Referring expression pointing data
▼

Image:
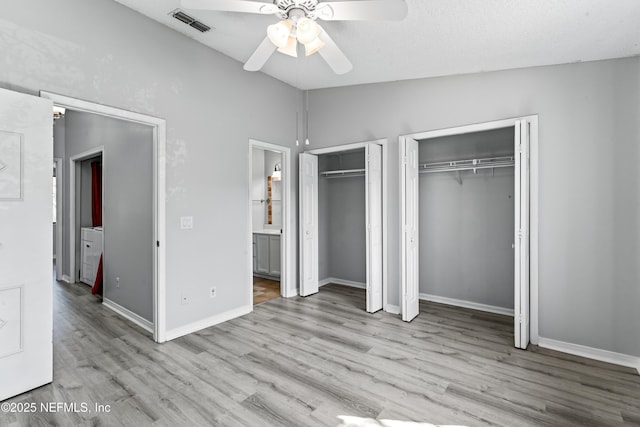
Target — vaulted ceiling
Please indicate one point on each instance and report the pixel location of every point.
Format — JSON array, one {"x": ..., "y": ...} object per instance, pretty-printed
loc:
[{"x": 437, "y": 38}]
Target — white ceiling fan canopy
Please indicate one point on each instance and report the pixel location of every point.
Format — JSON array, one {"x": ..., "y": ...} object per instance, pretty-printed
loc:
[{"x": 298, "y": 25}]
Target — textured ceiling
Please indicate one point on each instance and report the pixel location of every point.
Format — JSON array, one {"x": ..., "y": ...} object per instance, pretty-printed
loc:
[{"x": 438, "y": 38}]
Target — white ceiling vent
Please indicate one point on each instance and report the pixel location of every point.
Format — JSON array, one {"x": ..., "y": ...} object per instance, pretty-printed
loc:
[{"x": 190, "y": 21}]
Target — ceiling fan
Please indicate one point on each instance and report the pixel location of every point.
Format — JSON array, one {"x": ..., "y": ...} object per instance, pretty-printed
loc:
[{"x": 298, "y": 24}]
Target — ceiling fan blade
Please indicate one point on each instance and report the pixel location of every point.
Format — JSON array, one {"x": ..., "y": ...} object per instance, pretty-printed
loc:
[
  {"x": 363, "y": 10},
  {"x": 260, "y": 56},
  {"x": 333, "y": 55},
  {"x": 231, "y": 6}
]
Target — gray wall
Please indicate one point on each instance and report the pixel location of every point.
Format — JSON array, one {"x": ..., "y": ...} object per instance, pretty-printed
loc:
[
  {"x": 467, "y": 228},
  {"x": 104, "y": 52},
  {"x": 127, "y": 199},
  {"x": 589, "y": 182}
]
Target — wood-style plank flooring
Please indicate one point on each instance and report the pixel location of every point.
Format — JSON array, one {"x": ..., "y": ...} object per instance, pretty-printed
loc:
[
  {"x": 322, "y": 361},
  {"x": 265, "y": 289}
]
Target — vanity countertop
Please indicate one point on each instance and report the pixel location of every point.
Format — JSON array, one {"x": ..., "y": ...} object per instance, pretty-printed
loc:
[{"x": 267, "y": 231}]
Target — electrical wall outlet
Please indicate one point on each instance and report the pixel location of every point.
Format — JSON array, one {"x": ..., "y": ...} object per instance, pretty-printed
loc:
[{"x": 186, "y": 222}]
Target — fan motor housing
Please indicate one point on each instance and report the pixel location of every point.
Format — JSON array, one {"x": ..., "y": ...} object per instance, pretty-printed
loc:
[{"x": 307, "y": 6}]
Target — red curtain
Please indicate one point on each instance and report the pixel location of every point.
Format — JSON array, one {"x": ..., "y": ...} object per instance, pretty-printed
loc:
[{"x": 96, "y": 193}]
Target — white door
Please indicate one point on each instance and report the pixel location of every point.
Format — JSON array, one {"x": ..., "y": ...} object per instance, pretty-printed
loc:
[
  {"x": 373, "y": 172},
  {"x": 308, "y": 224},
  {"x": 26, "y": 154},
  {"x": 521, "y": 238},
  {"x": 409, "y": 245}
]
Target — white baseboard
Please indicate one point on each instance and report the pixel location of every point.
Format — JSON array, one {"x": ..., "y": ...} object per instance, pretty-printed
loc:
[
  {"x": 467, "y": 304},
  {"x": 591, "y": 353},
  {"x": 266, "y": 276},
  {"x": 205, "y": 323},
  {"x": 128, "y": 314},
  {"x": 393, "y": 309},
  {"x": 342, "y": 282}
]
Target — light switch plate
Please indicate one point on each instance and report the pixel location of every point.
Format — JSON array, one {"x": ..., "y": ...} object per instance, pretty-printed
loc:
[{"x": 186, "y": 222}]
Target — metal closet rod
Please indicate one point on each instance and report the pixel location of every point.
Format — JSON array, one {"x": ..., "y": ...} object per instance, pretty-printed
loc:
[
  {"x": 342, "y": 173},
  {"x": 469, "y": 164}
]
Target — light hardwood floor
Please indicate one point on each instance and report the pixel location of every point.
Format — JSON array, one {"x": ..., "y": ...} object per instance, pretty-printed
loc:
[
  {"x": 322, "y": 361},
  {"x": 265, "y": 290}
]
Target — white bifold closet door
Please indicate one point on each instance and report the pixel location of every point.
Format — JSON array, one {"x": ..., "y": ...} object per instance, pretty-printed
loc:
[
  {"x": 521, "y": 238},
  {"x": 308, "y": 224},
  {"x": 373, "y": 176},
  {"x": 409, "y": 216},
  {"x": 26, "y": 309}
]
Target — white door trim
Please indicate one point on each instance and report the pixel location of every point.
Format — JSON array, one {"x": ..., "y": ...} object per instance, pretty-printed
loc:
[
  {"x": 60, "y": 256},
  {"x": 533, "y": 200},
  {"x": 159, "y": 191},
  {"x": 287, "y": 272}
]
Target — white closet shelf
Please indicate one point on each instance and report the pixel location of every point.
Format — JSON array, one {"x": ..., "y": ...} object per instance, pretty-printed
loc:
[
  {"x": 469, "y": 164},
  {"x": 342, "y": 173}
]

▲

Aim of the task:
How many lines of the data contain the word "ceiling"? Answer with the number alone.

Task solution:
6